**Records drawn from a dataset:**
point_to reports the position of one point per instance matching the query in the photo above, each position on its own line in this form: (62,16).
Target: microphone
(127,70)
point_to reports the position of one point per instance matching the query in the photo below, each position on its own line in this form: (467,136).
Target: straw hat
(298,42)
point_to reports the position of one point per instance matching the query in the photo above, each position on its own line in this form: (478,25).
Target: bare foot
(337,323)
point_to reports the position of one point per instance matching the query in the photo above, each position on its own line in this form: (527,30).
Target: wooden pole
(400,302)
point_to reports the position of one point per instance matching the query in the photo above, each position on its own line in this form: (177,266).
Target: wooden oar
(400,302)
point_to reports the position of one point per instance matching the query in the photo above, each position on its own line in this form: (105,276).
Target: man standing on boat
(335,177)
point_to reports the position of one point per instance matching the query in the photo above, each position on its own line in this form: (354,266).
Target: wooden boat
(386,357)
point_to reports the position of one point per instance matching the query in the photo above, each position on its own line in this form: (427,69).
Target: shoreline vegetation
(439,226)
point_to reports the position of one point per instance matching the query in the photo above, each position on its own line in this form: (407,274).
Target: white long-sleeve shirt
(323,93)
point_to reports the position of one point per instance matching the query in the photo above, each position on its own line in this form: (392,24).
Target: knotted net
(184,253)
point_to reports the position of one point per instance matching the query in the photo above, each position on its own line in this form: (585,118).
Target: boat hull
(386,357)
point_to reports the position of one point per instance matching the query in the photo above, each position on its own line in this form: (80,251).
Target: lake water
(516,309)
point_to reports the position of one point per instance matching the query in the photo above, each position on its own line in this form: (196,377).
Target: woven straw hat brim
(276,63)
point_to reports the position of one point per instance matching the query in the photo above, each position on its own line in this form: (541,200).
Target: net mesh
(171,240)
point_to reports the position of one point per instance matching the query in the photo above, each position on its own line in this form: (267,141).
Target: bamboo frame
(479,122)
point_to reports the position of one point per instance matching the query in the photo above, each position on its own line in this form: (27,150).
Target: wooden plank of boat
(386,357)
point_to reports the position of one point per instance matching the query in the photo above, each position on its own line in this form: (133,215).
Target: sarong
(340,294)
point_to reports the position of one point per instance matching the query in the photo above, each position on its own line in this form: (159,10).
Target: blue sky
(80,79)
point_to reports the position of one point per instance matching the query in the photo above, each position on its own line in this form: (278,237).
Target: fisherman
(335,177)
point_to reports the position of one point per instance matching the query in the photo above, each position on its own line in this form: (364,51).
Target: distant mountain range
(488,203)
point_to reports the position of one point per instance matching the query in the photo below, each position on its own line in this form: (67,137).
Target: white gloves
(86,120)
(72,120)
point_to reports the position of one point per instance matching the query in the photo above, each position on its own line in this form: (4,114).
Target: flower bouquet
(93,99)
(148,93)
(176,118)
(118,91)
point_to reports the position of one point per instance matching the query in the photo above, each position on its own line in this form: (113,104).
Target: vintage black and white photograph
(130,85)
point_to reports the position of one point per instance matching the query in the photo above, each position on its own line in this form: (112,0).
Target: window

**WORK REQUIRED:** Search term "below": return each line of the data that contains it.

**TASK ANSWER:**
point_to reports the position of one point per instance matching the query in the photo below, each position on its own line in this form: (467,136).
point_to reports the position of one point per instance matching the query in the photo below, each position on its own line in this form: (67,137).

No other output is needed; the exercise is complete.